What to work on:
1. Rewrite the Lynnwood microtransit text starting at "For the flexible van service, riders" and ending after "Ave W corridor.", replacing "flexible van service" with "on-demand van service".
2. According to the Lynnwood microtransit text, why would the service begin as a one-year pilot?

Text:
'''

Community Transit is looking toward microtransit solutions in Lynnwood ahead of light rail and seeking feedback on concepts. Two areas are being evaluated for service in partnership with the City of Lynnwood that would complement the agency’s traditional fixed-route bus service. Service would initially start in spring 2022 as a one-year pilot, allowing the agency to learn about riders’ needs before charting next steps.
This effort is Community Transit’s first foray into microtransit, joining the ranks of King County Metro which offers several flavors of it. Two microtransit options are being put forward by Community Transit: flexible van service that riders request for pickup and drop-off in a defined service area and a community van service.
For the flexible van service, riders would use an app or calling to request a ride within the service area during the normal hours of operation and pay the applicable fare. In this case, regular local fares are $2.50 per trip and could be paid with an ORCA card. A specific type of vehicle has not been identified yet, but Community Transit’s concept images suggest airport-type shuttle vans and all vehicles will be wheelchair accessible. It’s not clear, however, if bikes would be accommodated.
The two areas under evaluation for the flexible van service are focused in Alderwood and along the 188th St SW/68th Ave W corridor.

'''

Data section:

'''

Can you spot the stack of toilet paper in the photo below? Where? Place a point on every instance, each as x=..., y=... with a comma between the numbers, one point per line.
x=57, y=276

'''

Solutions to the exercise:
1.
For the on-demand van service, riders would use an app or calling to request a ride within the service area during the normal hours of operation and pay the applicable fare. In this case, regular local fares are $2.50 per trip and could be paid with an ORCA card. A specific type of vehicle has not been identified yet, but Community Transit’s concept images suggest airport-type shuttle vans and all vehicles will be wheelchair accessible. It’s not clear, however, if bikes would be accommodated.
The two areas under evaluation for the on-demand van service are focused in Alderwood and along the 188th St SW/68th Ave W corridor.

2. A one-year pilot would let the agency learn about riders' needs before it charts next steps.